> _Provided records_
######

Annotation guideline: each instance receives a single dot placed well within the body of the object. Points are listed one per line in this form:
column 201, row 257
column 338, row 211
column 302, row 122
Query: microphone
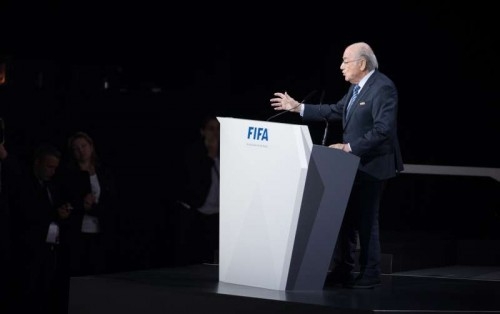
column 325, row 133
column 285, row 111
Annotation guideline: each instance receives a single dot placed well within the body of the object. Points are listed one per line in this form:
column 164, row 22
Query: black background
column 167, row 64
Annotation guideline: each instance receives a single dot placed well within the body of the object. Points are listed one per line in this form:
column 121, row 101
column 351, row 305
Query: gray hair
column 366, row 52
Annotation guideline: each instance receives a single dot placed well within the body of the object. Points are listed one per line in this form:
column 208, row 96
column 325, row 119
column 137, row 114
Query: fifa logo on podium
column 259, row 134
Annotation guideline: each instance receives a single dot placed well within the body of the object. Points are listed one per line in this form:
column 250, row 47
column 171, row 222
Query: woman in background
column 91, row 187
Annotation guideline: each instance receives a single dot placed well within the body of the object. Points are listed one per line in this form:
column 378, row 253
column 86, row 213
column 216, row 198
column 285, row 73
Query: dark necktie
column 353, row 98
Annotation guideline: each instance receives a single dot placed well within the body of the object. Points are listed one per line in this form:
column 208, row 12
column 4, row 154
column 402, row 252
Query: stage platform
column 196, row 289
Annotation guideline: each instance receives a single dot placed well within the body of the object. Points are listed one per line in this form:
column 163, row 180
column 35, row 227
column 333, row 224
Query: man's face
column 351, row 66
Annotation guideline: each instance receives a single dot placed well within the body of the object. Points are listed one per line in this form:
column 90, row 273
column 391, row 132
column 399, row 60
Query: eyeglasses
column 347, row 62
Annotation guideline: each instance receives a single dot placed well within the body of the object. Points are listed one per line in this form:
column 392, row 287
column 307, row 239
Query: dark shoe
column 364, row 282
column 339, row 278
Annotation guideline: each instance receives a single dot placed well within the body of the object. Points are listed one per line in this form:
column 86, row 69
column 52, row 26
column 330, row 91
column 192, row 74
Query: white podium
column 282, row 201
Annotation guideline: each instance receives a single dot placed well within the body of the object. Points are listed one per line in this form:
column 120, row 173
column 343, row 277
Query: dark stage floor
column 196, row 289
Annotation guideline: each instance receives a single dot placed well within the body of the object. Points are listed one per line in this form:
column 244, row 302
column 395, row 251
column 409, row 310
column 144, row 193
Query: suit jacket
column 75, row 185
column 370, row 128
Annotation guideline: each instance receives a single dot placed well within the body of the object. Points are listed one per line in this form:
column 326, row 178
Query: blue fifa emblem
column 259, row 134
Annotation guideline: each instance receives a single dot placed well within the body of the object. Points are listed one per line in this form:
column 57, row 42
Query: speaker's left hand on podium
column 345, row 147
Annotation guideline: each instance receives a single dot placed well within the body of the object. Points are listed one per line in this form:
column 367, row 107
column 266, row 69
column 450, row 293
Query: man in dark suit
column 369, row 118
column 40, row 222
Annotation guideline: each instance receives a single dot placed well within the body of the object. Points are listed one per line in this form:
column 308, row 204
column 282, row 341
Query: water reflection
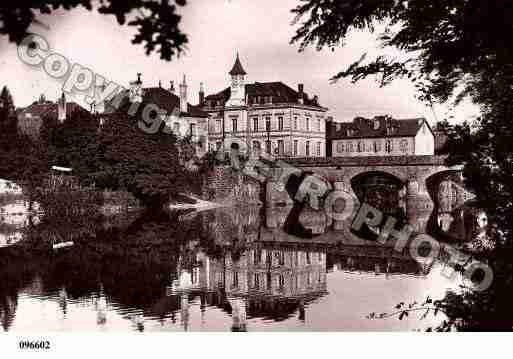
column 218, row 270
column 247, row 268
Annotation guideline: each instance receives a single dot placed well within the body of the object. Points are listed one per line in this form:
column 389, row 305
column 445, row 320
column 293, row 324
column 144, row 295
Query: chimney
column 202, row 95
column 301, row 93
column 136, row 89
column 183, row 95
column 61, row 108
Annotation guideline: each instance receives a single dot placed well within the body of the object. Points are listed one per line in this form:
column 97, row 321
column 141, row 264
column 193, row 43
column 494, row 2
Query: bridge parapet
column 366, row 161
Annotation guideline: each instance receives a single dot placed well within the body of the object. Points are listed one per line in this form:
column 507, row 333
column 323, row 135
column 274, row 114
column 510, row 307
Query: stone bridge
column 415, row 173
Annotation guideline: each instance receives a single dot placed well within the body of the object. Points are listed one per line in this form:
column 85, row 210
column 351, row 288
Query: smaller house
column 182, row 118
column 30, row 119
column 380, row 136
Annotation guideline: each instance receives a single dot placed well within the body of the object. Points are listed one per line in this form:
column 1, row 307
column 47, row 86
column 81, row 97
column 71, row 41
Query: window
column 377, row 146
column 268, row 147
column 281, row 281
column 388, row 146
column 404, row 145
column 281, row 149
column 257, row 256
column 176, row 128
column 236, row 279
column 281, row 258
column 192, row 129
column 360, row 146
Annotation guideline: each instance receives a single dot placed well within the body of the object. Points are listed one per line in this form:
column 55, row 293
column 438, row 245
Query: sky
column 217, row 29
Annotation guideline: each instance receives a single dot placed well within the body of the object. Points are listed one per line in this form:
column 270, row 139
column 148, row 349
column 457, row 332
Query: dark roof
column 170, row 102
column 280, row 93
column 379, row 126
column 48, row 108
column 237, row 68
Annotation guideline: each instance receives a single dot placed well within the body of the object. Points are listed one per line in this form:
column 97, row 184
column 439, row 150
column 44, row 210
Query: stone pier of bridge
column 413, row 172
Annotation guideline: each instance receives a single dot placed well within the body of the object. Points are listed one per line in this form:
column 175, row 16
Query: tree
column 157, row 21
column 73, row 143
column 145, row 164
column 450, row 49
column 446, row 43
column 8, row 121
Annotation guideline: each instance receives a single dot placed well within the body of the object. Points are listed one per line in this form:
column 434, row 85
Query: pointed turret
column 61, row 108
column 237, row 68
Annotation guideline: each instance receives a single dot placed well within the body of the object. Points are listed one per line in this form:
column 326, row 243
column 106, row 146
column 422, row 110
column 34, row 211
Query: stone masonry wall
column 226, row 185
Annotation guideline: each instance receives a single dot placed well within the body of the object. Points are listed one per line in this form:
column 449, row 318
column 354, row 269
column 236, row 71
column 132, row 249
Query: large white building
column 268, row 116
column 380, row 136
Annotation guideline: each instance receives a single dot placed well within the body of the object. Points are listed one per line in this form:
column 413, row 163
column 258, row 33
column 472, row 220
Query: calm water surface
column 221, row 270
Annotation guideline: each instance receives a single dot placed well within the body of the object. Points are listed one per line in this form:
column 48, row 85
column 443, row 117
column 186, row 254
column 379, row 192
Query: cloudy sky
column 259, row 30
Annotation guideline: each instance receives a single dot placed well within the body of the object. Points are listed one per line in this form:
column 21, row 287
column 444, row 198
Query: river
column 217, row 270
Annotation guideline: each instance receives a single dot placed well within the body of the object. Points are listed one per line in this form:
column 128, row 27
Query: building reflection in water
column 239, row 260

######

Copy all of the material above line for line, and leave the pictures out of your copy.

Annotation guideline: each instance receives a single dot placed well within the body of the object. Points are listed one per line in this form:
column 201, row 257
column 338, row 211
column 302, row 122
Query: microphone
column 325, row 133
column 285, row 111
Annotation guideline: each instance receives a single dot placed well within the body of the object. Points are listed one per line in this form:
column 164, row 22
Query: black background
column 167, row 64
Annotation guideline: each instance receives a single dot placed well within the body of the object. Points are listed one per line in this form:
column 121, row 101
column 351, row 305
Query: gray hair
column 366, row 52
Annotation guideline: each instance receives a single dot placed well within the body of the object. Points are listed one per line in this form:
column 208, row 96
column 325, row 119
column 137, row 114
Query: fifa logo on podium
column 259, row 134
Annotation guideline: each instance receives a single dot placed well within the body of the object. Points are listed one per line in this form:
column 250, row 47
column 171, row 222
Query: woman in background
column 91, row 187
Annotation guideline: each instance receives a single dot placed well within the body of the object. Points are listed one per line in this form:
column 378, row 253
column 86, row 213
column 216, row 198
column 285, row 73
Query: dark necktie
column 353, row 98
Annotation guideline: each instance receives a single dot placed well within the body of the object. Points are listed one per line in this form:
column 208, row 12
column 4, row 154
column 402, row 252
Query: stage platform
column 196, row 289
Annotation guideline: each instance receives a single dot placed well within the body of the object. Points are listed one per line in this form:
column 163, row 180
column 35, row 227
column 333, row 224
Query: man's face
column 351, row 66
Annotation guideline: each instance receives a single dot placed well within the body of the object. Points are listed one per line in this form:
column 90, row 273
column 391, row 132
column 399, row 60
Query: eyeglasses
column 347, row 62
Annotation guideline: each instance receives a single dot placed well within the body of the object. Points are listed one per line in this form:
column 392, row 287
column 307, row 239
Query: dark shoe
column 364, row 282
column 339, row 278
Annotation guideline: each instance receives a single dot placed well within the body of the object. Points are listed one per line in this form:
column 86, row 69
column 52, row 26
column 330, row 91
column 192, row 74
Query: white podium
column 282, row 201
Annotation guideline: each instance receives a single dot placed well within the body of the object. Points are listed one per line in this form:
column 120, row 173
column 343, row 277
Query: dark stage floor
column 196, row 289
Annotation guideline: each instance receives a single dot placed well within the body of the object. Points are listed one per line in this form:
column 244, row 302
column 395, row 251
column 409, row 310
column 144, row 193
Query: suit jacket
column 75, row 185
column 370, row 128
Annotation guideline: each instance receives a single dot placed well within the body of the object. Points are listed one per line in this form:
column 326, row 178
Query: blue fifa emblem
column 259, row 134
Annotation guideline: each instance receives a single dot placed well within the body of the object. Points are listed one per line in this form:
column 57, row 42
Query: speaker's left hand on podium
column 345, row 147
Annotation guideline: each instance receives a single dot placed well within the body of the object. Points are listed one per line in this form:
column 367, row 107
column 266, row 69
column 450, row 293
Query: man in dark suit
column 369, row 118
column 40, row 222
Annotation guideline: each instance receives a single dot placed well within the body of the object. Points are listed one per line in this form:
column 308, row 204
column 282, row 341
Query: water reflection
column 218, row 270
column 247, row 268
Annotation guideline: each instance receives a single dot placed well within the body of the object. Points are listed one per line in this form:
column 389, row 305
column 445, row 320
column 293, row 324
column 144, row 295
Query: chimney
column 202, row 95
column 301, row 93
column 136, row 89
column 183, row 95
column 61, row 108
Annotation guideline: each instance receives a single dot placed well within the body of the object. Points are listed one per line in this form:
column 97, row 321
column 141, row 264
column 193, row 43
column 494, row 2
Query: bridge parapet
column 366, row 161
Annotation guideline: each instance receives a single dot placed well within the body of the object. Points are listed one per line in this form:
column 507, row 333
column 323, row 135
column 274, row 114
column 510, row 307
Query: stone bridge
column 415, row 173
Annotation guideline: each instance receives a single dot placed well within the body of the object. Points are listed one per line in this form:
column 85, row 210
column 351, row 288
Query: smaller house
column 182, row 118
column 30, row 119
column 380, row 136
Annotation guideline: each instance receives a single dot placed well within the body of the object. Points are listed one per line in this form:
column 1, row 307
column 47, row 86
column 81, row 97
column 71, row 41
Query: window
column 377, row 146
column 268, row 147
column 281, row 281
column 388, row 146
column 404, row 145
column 281, row 149
column 257, row 256
column 176, row 128
column 236, row 279
column 281, row 258
column 192, row 129
column 360, row 146
Annotation guideline: each instance receives a single dot placed well within the body of the object. Points are listed one per line in this form:
column 55, row 293
column 438, row 245
Query: sky
column 217, row 29
Annotation guideline: each instance receives a single dot placed well within the body of the object. Points are listed one per line in this form:
column 270, row 139
column 148, row 349
column 457, row 332
Query: dark roof
column 170, row 102
column 280, row 93
column 379, row 126
column 48, row 108
column 237, row 68
Annotation guideline: each instance receives a single dot placed well within the body of the object. Points are listed one per line in this form:
column 97, row 184
column 439, row 150
column 44, row 210
Query: stone pier of bridge
column 413, row 172
Annotation guideline: each instance receives a single dot placed well within the body of the object. Points are listed one per line in this form:
column 175, row 16
Query: tree
column 157, row 21
column 73, row 143
column 145, row 164
column 450, row 49
column 446, row 43
column 8, row 121
Annotation guideline: each instance receives a single dot placed well within the body of the object. Points are listed one per line in this form:
column 434, row 85
Query: pointed turret
column 61, row 108
column 237, row 68
Annotation guideline: each instance receives a single dot placed well within the body of the object. Points are listed one per line in this form:
column 326, row 243
column 106, row 146
column 422, row 110
column 34, row 211
Query: stone masonry wall
column 226, row 185
Annotation guideline: each instance receives a single dot placed well within the body of the object. Points are listed one per line in this form:
column 449, row 318
column 354, row 269
column 236, row 71
column 132, row 249
Query: large white building
column 268, row 116
column 380, row 136
Annotation guideline: each instance receives a single dot placed well within the body of the object. Points are listed one per line in this form:
column 413, row 163
column 258, row 33
column 472, row 220
Query: calm water surface
column 221, row 270
Annotation guideline: each instance receives a single dot placed well within the body of the object. Points are listed one per line in this form:
column 48, row 85
column 443, row 117
column 186, row 254
column 379, row 192
Query: cloudy sky
column 259, row 30
Annotation guideline: each instance receives a single dot placed well within the body of the object. Points are listed one per line in this form:
column 21, row 287
column 444, row 198
Query: river
column 217, row 270
Annotation guideline: each instance receives a single dot placed well within the body of the object. Points are listed one per line in this form:
column 128, row 27
Query: building reflection in water
column 239, row 260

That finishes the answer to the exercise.